What this task involves: Collect every line in the records below that contains the word "noun", and copy each of those lines unchanged.

===============

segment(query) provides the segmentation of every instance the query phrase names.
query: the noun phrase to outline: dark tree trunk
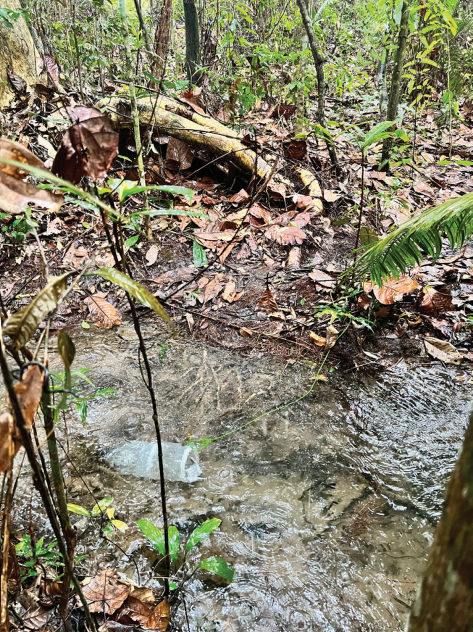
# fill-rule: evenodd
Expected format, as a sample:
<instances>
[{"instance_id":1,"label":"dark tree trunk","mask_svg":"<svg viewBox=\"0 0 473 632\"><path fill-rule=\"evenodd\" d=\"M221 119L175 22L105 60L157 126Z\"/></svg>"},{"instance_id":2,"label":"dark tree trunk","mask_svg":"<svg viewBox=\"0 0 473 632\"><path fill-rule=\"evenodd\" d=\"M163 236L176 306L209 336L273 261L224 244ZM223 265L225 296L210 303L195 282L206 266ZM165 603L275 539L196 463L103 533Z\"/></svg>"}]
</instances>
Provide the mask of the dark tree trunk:
<instances>
[{"instance_id":1,"label":"dark tree trunk","mask_svg":"<svg viewBox=\"0 0 473 632\"><path fill-rule=\"evenodd\" d=\"M200 51L199 23L195 0L184 0L184 20L186 24L186 67L189 83L200 79Z\"/></svg>"},{"instance_id":2,"label":"dark tree trunk","mask_svg":"<svg viewBox=\"0 0 473 632\"><path fill-rule=\"evenodd\" d=\"M323 58L320 54L317 46L314 29L312 28L312 21L309 16L309 11L307 10L307 6L304 0L297 0L297 5L301 11L302 22L304 23L304 26L307 32L307 37L309 39L309 46L312 51L312 56L315 63L315 71L317 74L317 96L318 97L317 119L320 126L324 130L326 130L327 123L325 119L325 78L323 73ZM336 169L338 169L338 161L337 159L337 154L335 153L333 143L332 142L332 139L329 137L328 133L325 135L325 143L328 150L328 155L330 157L332 164Z\"/></svg>"},{"instance_id":3,"label":"dark tree trunk","mask_svg":"<svg viewBox=\"0 0 473 632\"><path fill-rule=\"evenodd\" d=\"M473 410L407 629L473 629Z\"/></svg>"},{"instance_id":4,"label":"dark tree trunk","mask_svg":"<svg viewBox=\"0 0 473 632\"><path fill-rule=\"evenodd\" d=\"M161 9L161 19L154 36L154 54L155 58L151 66L151 74L156 82L150 82L152 88L159 88L166 70L166 61L169 51L169 35L171 21L172 15L172 0L164 0Z\"/></svg>"},{"instance_id":5,"label":"dark tree trunk","mask_svg":"<svg viewBox=\"0 0 473 632\"><path fill-rule=\"evenodd\" d=\"M404 54L405 53L405 44L407 39L407 31L409 23L410 11L409 4L404 0L402 4L402 15L399 25L399 35L397 39L397 48L394 57L394 68L391 79L391 89L389 93L388 111L386 115L386 121L394 121L397 116L397 108L399 105L399 97L401 92L401 80L402 71L404 67ZM383 153L381 157L381 168L383 171L389 171L389 158L391 153L392 138L390 137L385 138L383 143Z\"/></svg>"}]
</instances>

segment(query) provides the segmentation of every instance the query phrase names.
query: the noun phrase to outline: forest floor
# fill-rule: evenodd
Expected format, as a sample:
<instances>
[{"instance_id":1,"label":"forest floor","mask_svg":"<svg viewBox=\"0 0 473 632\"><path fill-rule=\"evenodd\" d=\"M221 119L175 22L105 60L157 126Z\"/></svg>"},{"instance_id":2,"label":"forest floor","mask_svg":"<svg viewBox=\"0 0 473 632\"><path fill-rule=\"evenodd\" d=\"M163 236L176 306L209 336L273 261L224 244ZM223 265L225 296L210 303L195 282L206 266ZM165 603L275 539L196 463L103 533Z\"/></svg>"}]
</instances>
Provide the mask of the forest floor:
<instances>
[{"instance_id":1,"label":"forest floor","mask_svg":"<svg viewBox=\"0 0 473 632\"><path fill-rule=\"evenodd\" d=\"M50 166L65 128L44 97L30 97L27 106L18 100L4 111L6 131ZM340 106L347 128L372 118L362 106L352 100ZM371 148L364 164L362 226L382 236L413 214L473 191L468 164L472 109L471 104L463 106L462 121L451 133L436 122L433 111L424 111L410 157L415 169L379 172L380 146ZM157 137L152 138L155 151L145 157L147 183L192 189L190 200L168 194L164 204L174 212L199 215L155 216L151 243L136 223L124 231L134 277L163 303L183 336L239 353L317 362L333 346L334 331L345 331L331 358L342 360L347 370L376 368L400 354L427 353L453 363L473 360L473 247L453 253L446 245L434 264L426 257L409 277L383 288L359 281L350 287L341 277L353 262L362 162L352 136L347 131L337 138L342 172L335 176L325 145L310 135L294 140L294 106L280 104L227 122L239 127L242 137L250 133L270 164L277 159L285 193L270 188L256 192L250 176L222 169L214 156L193 155L185 143ZM372 126L359 125L364 132ZM404 125L409 128L408 121ZM121 135L122 157L133 155L129 134ZM122 161L109 177L136 184L136 169L126 171L124 164L131 163ZM297 179L301 167L314 175L308 188ZM131 195L123 211L131 216L142 205L140 195ZM33 210L32 217L37 238L18 216L4 219L0 234L0 292L9 312L44 286L45 260L49 274L56 275L80 270L93 257L97 266L114 265L101 220L87 204L71 200L54 214ZM99 277L92 279L69 295L53 329L78 323L112 327L126 317L123 291ZM91 296L111 307L94 308Z\"/></svg>"}]
</instances>

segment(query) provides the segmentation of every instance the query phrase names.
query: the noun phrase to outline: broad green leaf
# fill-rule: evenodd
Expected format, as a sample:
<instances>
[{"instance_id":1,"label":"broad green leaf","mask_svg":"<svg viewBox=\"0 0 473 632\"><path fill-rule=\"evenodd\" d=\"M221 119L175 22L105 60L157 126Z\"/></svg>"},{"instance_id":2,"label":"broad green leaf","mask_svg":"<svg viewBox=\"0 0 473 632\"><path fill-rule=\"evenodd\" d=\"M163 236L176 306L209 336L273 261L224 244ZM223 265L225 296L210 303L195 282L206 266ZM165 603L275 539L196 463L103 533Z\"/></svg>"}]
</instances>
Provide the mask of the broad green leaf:
<instances>
[{"instance_id":1,"label":"broad green leaf","mask_svg":"<svg viewBox=\"0 0 473 632\"><path fill-rule=\"evenodd\" d=\"M57 307L59 297L68 287L68 278L72 274L66 272L61 276L53 277L29 305L22 307L7 320L3 327L3 333L13 339L11 346L15 351L25 346L36 331L38 325Z\"/></svg>"},{"instance_id":2,"label":"broad green leaf","mask_svg":"<svg viewBox=\"0 0 473 632\"><path fill-rule=\"evenodd\" d=\"M215 575L220 575L227 581L233 581L233 578L235 576L235 569L229 566L221 557L207 557L206 559L203 559L198 568L210 571Z\"/></svg>"},{"instance_id":3,"label":"broad green leaf","mask_svg":"<svg viewBox=\"0 0 473 632\"><path fill-rule=\"evenodd\" d=\"M378 241L380 238L374 231L369 226L361 226L360 228L360 241L364 246L369 246L370 243L374 243Z\"/></svg>"},{"instance_id":4,"label":"broad green leaf","mask_svg":"<svg viewBox=\"0 0 473 632\"><path fill-rule=\"evenodd\" d=\"M194 265L196 268L201 268L208 264L205 251L196 240L194 240L194 245L192 246L192 256L194 259Z\"/></svg>"},{"instance_id":5,"label":"broad green leaf","mask_svg":"<svg viewBox=\"0 0 473 632\"><path fill-rule=\"evenodd\" d=\"M116 270L115 268L100 268L100 270L95 270L92 272L87 272L85 276L94 276L95 275L103 277L104 279L111 281L112 283L116 283L126 292L131 294L137 301L139 301L142 305L150 307L163 320L165 320L174 331L174 325L167 315L166 310L159 301L150 292L148 292L141 283L133 281L133 279L130 279L128 274L124 274L119 270Z\"/></svg>"},{"instance_id":6,"label":"broad green leaf","mask_svg":"<svg viewBox=\"0 0 473 632\"><path fill-rule=\"evenodd\" d=\"M73 505L71 502L68 502L68 509L73 513L79 514L80 516L90 516L90 514L85 507L81 505Z\"/></svg>"},{"instance_id":7,"label":"broad green leaf","mask_svg":"<svg viewBox=\"0 0 473 632\"><path fill-rule=\"evenodd\" d=\"M125 241L125 248L131 248L131 246L134 246L139 239L140 235L133 235L132 237L129 237Z\"/></svg>"},{"instance_id":8,"label":"broad green leaf","mask_svg":"<svg viewBox=\"0 0 473 632\"><path fill-rule=\"evenodd\" d=\"M167 534L169 538L169 556L171 562L176 564L179 554L179 531L177 528L174 525L171 525L167 530Z\"/></svg>"},{"instance_id":9,"label":"broad green leaf","mask_svg":"<svg viewBox=\"0 0 473 632\"><path fill-rule=\"evenodd\" d=\"M186 544L186 554L187 555L191 549L196 544L198 544L202 540L208 537L213 531L218 529L221 522L222 521L219 520L218 518L211 518L194 529Z\"/></svg>"},{"instance_id":10,"label":"broad green leaf","mask_svg":"<svg viewBox=\"0 0 473 632\"><path fill-rule=\"evenodd\" d=\"M112 524L116 528L121 531L122 533L124 533L126 530L128 528L128 525L126 523L122 522L121 520L112 520Z\"/></svg>"},{"instance_id":11,"label":"broad green leaf","mask_svg":"<svg viewBox=\"0 0 473 632\"><path fill-rule=\"evenodd\" d=\"M162 556L166 554L164 548L164 531L163 529L159 529L155 526L152 522L142 518L137 520L136 524L141 533L148 538L149 541L159 551Z\"/></svg>"},{"instance_id":12,"label":"broad green leaf","mask_svg":"<svg viewBox=\"0 0 473 632\"><path fill-rule=\"evenodd\" d=\"M101 501L94 505L92 507L92 516L98 516L99 513L102 511L105 511L109 505L113 502L113 498L109 498L108 496L105 496L105 498L102 498Z\"/></svg>"}]
</instances>

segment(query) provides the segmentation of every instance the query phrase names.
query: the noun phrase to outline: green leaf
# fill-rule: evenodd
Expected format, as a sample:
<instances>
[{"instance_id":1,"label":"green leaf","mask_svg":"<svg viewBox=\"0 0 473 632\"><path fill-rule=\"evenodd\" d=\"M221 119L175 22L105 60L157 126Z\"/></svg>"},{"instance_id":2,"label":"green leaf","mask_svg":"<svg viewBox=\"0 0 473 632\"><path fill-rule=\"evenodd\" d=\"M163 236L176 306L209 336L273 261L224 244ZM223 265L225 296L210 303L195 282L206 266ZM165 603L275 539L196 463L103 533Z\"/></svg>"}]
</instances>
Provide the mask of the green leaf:
<instances>
[{"instance_id":1,"label":"green leaf","mask_svg":"<svg viewBox=\"0 0 473 632\"><path fill-rule=\"evenodd\" d=\"M131 248L131 246L134 246L139 239L140 235L133 235L133 237L129 237L125 241L125 248Z\"/></svg>"},{"instance_id":2,"label":"green leaf","mask_svg":"<svg viewBox=\"0 0 473 632\"><path fill-rule=\"evenodd\" d=\"M105 496L105 498L102 498L101 501L94 505L92 507L92 516L98 516L99 513L104 511L109 505L113 502L113 498L109 498L108 496Z\"/></svg>"},{"instance_id":3,"label":"green leaf","mask_svg":"<svg viewBox=\"0 0 473 632\"><path fill-rule=\"evenodd\" d=\"M194 245L192 246L192 256L194 259L194 265L196 268L201 268L208 264L205 251L196 240L194 240Z\"/></svg>"},{"instance_id":4,"label":"green leaf","mask_svg":"<svg viewBox=\"0 0 473 632\"><path fill-rule=\"evenodd\" d=\"M360 241L364 246L369 246L370 243L374 243L375 241L378 241L380 239L374 231L372 230L369 226L361 226L360 228L359 238Z\"/></svg>"},{"instance_id":5,"label":"green leaf","mask_svg":"<svg viewBox=\"0 0 473 632\"><path fill-rule=\"evenodd\" d=\"M116 270L115 268L100 268L100 270L95 270L94 272L86 272L85 276L94 276L95 275L103 277L104 279L112 281L112 283L116 283L120 288L131 294L137 301L139 301L142 305L150 307L155 312L158 316L160 316L163 320L165 320L174 331L174 325L167 315L166 310L159 301L150 292L148 292L141 283L133 281L133 279L130 279L128 274L124 274L119 270Z\"/></svg>"},{"instance_id":6,"label":"green leaf","mask_svg":"<svg viewBox=\"0 0 473 632\"><path fill-rule=\"evenodd\" d=\"M218 518L211 518L194 529L186 544L186 555L196 544L198 544L202 540L208 538L213 531L218 529L221 522L222 521L219 520Z\"/></svg>"},{"instance_id":7,"label":"green leaf","mask_svg":"<svg viewBox=\"0 0 473 632\"><path fill-rule=\"evenodd\" d=\"M72 511L73 513L77 513L80 516L88 516L90 515L85 507L82 507L81 505L73 505L71 502L68 502L68 509L69 511Z\"/></svg>"},{"instance_id":8,"label":"green leaf","mask_svg":"<svg viewBox=\"0 0 473 632\"><path fill-rule=\"evenodd\" d=\"M198 568L210 571L215 575L220 575L227 581L233 581L235 576L235 569L229 566L221 557L207 557L206 559L203 559Z\"/></svg>"},{"instance_id":9,"label":"green leaf","mask_svg":"<svg viewBox=\"0 0 473 632\"><path fill-rule=\"evenodd\" d=\"M111 522L113 526L121 531L122 533L124 533L128 528L128 525L126 523L122 522L121 520L112 520Z\"/></svg>"},{"instance_id":10,"label":"green leaf","mask_svg":"<svg viewBox=\"0 0 473 632\"><path fill-rule=\"evenodd\" d=\"M157 526L155 526L152 522L145 520L144 518L137 520L136 524L140 530L148 538L155 549L159 551L162 556L165 556L166 551L164 548L164 530L159 529Z\"/></svg>"},{"instance_id":11,"label":"green leaf","mask_svg":"<svg viewBox=\"0 0 473 632\"><path fill-rule=\"evenodd\" d=\"M29 305L22 307L7 320L3 327L3 333L13 339L11 346L15 351L25 346L36 331L38 325L57 307L59 297L68 287L68 278L72 274L66 272L61 276L52 277Z\"/></svg>"},{"instance_id":12,"label":"green leaf","mask_svg":"<svg viewBox=\"0 0 473 632\"><path fill-rule=\"evenodd\" d=\"M179 554L179 531L177 528L172 525L167 530L169 538L169 556L173 564L177 561Z\"/></svg>"}]
</instances>

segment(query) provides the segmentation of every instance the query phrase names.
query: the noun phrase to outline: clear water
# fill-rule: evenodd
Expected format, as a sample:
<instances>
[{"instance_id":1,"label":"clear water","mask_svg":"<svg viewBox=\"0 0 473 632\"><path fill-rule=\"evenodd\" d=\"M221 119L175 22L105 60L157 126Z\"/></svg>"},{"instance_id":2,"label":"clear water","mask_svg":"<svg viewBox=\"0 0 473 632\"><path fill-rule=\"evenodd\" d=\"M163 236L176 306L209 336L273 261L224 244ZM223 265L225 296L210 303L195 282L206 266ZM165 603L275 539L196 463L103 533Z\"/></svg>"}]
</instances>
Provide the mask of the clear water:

===============

Problem solution:
query: the noun phrase to outline: dark tree trunk
query: the noun phrase to outline: forest floor
query: the noun phrase to outline: broad green leaf
query: the noun phrase to outline: green leaf
query: the noun phrase to outline: clear water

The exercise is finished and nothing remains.